- Aim -
Can you filter the data below down to every line that contains the string "vent" and copy each such line, treating uppercase and lowercase as different?

(Raw data)
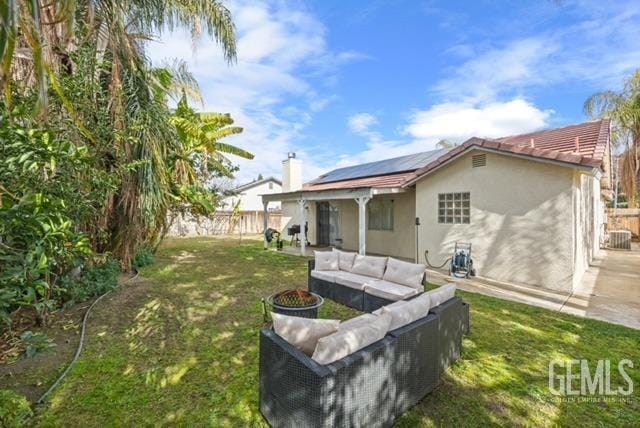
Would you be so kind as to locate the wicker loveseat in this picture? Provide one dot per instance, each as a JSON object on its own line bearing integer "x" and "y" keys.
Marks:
{"x": 370, "y": 387}
{"x": 361, "y": 292}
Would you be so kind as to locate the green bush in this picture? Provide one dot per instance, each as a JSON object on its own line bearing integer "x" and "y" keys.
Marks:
{"x": 14, "y": 409}
{"x": 36, "y": 343}
{"x": 144, "y": 257}
{"x": 91, "y": 283}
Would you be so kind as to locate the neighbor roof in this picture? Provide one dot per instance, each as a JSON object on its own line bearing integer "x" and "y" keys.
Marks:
{"x": 385, "y": 173}
{"x": 583, "y": 145}
{"x": 257, "y": 183}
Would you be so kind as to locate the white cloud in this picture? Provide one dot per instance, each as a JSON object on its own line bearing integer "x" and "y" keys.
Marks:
{"x": 459, "y": 121}
{"x": 362, "y": 122}
{"x": 273, "y": 89}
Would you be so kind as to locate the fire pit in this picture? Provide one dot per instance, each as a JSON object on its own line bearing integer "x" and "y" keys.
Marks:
{"x": 297, "y": 302}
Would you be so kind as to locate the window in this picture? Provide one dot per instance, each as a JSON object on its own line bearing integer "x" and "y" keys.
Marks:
{"x": 380, "y": 214}
{"x": 454, "y": 208}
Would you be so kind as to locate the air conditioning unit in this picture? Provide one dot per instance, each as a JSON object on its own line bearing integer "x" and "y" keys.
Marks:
{"x": 620, "y": 239}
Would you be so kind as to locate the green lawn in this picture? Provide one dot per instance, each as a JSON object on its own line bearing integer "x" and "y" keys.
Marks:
{"x": 181, "y": 348}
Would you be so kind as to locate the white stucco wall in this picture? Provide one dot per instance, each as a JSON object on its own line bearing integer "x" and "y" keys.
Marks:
{"x": 521, "y": 219}
{"x": 397, "y": 243}
{"x": 250, "y": 199}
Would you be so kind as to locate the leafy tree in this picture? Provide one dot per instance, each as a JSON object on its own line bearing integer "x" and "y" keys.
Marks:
{"x": 623, "y": 108}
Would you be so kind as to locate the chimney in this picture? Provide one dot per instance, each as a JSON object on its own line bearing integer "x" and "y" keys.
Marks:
{"x": 291, "y": 173}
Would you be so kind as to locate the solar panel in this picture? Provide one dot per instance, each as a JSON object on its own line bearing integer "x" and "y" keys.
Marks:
{"x": 383, "y": 167}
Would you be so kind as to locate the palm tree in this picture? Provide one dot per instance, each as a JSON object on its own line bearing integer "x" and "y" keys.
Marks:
{"x": 36, "y": 36}
{"x": 200, "y": 136}
{"x": 624, "y": 109}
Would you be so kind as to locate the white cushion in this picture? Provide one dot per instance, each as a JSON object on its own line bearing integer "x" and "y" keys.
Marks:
{"x": 357, "y": 321}
{"x": 347, "y": 341}
{"x": 326, "y": 260}
{"x": 389, "y": 290}
{"x": 345, "y": 260}
{"x": 303, "y": 333}
{"x": 406, "y": 312}
{"x": 404, "y": 273}
{"x": 325, "y": 275}
{"x": 442, "y": 294}
{"x": 369, "y": 266}
{"x": 352, "y": 280}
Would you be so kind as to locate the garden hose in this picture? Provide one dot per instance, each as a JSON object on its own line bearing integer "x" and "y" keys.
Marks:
{"x": 80, "y": 344}
{"x": 426, "y": 258}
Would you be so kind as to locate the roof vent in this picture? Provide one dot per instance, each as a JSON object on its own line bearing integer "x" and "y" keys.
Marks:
{"x": 479, "y": 160}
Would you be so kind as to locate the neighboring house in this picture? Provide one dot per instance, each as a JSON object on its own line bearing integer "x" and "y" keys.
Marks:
{"x": 249, "y": 195}
{"x": 532, "y": 205}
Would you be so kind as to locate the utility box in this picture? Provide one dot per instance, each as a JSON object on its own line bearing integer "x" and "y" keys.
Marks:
{"x": 620, "y": 239}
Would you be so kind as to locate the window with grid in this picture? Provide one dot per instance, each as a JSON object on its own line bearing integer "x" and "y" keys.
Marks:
{"x": 380, "y": 214}
{"x": 454, "y": 208}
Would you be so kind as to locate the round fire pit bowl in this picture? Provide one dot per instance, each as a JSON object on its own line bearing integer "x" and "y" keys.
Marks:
{"x": 296, "y": 302}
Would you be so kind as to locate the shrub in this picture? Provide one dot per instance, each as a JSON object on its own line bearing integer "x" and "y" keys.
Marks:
{"x": 36, "y": 343}
{"x": 91, "y": 283}
{"x": 14, "y": 409}
{"x": 144, "y": 257}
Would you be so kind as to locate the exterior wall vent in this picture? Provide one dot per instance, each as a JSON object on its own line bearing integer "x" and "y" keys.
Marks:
{"x": 479, "y": 160}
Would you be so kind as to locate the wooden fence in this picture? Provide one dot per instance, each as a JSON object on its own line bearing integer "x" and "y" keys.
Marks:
{"x": 624, "y": 219}
{"x": 224, "y": 223}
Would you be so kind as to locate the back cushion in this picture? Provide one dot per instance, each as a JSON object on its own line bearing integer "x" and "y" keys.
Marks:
{"x": 409, "y": 274}
{"x": 349, "y": 340}
{"x": 369, "y": 266}
{"x": 326, "y": 260}
{"x": 345, "y": 260}
{"x": 408, "y": 311}
{"x": 303, "y": 333}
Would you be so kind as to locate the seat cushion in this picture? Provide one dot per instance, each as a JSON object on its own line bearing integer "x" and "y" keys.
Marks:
{"x": 345, "y": 260}
{"x": 356, "y": 321}
{"x": 369, "y": 266}
{"x": 325, "y": 275}
{"x": 389, "y": 290}
{"x": 404, "y": 273}
{"x": 442, "y": 294}
{"x": 303, "y": 333}
{"x": 326, "y": 260}
{"x": 406, "y": 312}
{"x": 349, "y": 340}
{"x": 390, "y": 305}
{"x": 352, "y": 280}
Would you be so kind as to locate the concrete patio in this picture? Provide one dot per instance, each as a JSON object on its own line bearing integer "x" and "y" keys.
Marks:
{"x": 610, "y": 290}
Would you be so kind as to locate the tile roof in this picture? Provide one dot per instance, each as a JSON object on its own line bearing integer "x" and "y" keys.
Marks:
{"x": 557, "y": 145}
{"x": 554, "y": 145}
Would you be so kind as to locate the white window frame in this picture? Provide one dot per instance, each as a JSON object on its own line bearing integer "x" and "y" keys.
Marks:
{"x": 385, "y": 209}
{"x": 454, "y": 208}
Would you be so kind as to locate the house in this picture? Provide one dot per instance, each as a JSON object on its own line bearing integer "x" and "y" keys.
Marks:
{"x": 249, "y": 195}
{"x": 532, "y": 205}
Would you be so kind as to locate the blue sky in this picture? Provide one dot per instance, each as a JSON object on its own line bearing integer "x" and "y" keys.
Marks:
{"x": 348, "y": 82}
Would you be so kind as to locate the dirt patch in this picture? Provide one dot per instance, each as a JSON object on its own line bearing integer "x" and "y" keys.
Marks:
{"x": 31, "y": 377}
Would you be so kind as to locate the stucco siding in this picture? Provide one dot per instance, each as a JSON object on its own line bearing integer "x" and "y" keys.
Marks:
{"x": 400, "y": 242}
{"x": 521, "y": 223}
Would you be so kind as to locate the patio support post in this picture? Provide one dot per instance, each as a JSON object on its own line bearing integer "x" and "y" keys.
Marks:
{"x": 265, "y": 220}
{"x": 362, "y": 226}
{"x": 303, "y": 221}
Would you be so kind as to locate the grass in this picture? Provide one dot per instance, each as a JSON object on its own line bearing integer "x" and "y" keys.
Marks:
{"x": 181, "y": 347}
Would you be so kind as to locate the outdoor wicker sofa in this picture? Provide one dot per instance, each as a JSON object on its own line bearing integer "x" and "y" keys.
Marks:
{"x": 358, "y": 291}
{"x": 370, "y": 387}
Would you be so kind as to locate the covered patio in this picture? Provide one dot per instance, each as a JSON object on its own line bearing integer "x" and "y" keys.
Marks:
{"x": 295, "y": 204}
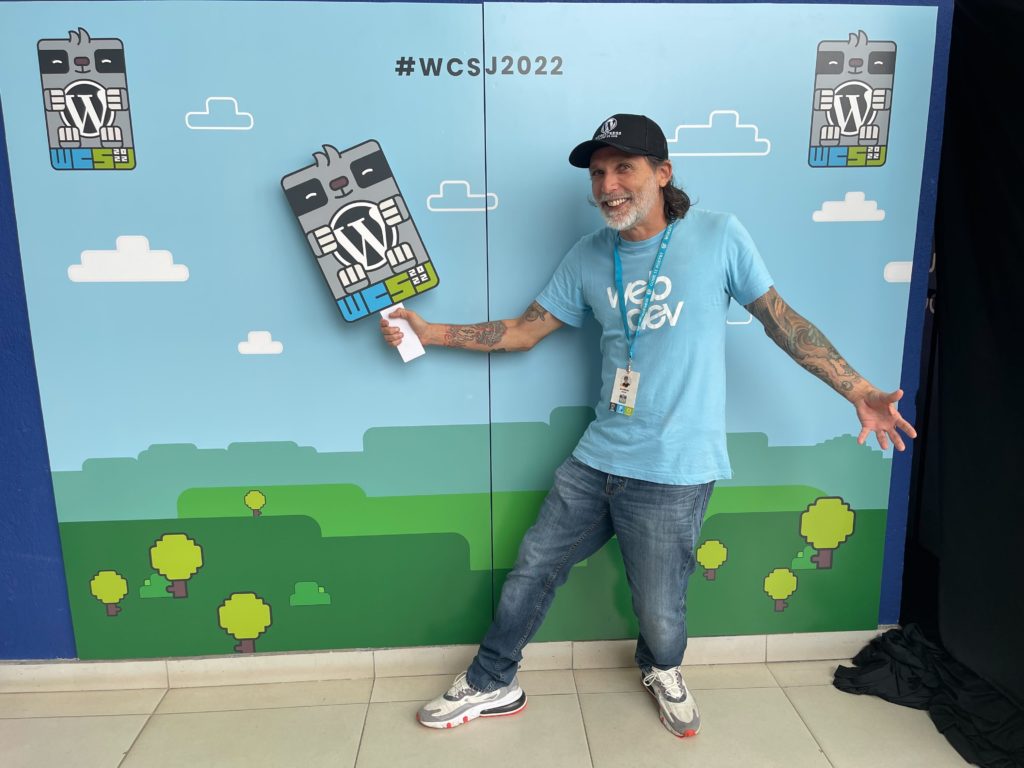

- Answer in full -
Would you be so kind as to locate the roof vent in this picture? Provide one dot per instance, each as a JSON object on its own line bearing integer "x" and "y" keys.
Would you be so kind as to locate the exterior wall vent in this picture? Provide one dot per instance, each as a JSON object on its own line bearing integer "x" and "y" keys.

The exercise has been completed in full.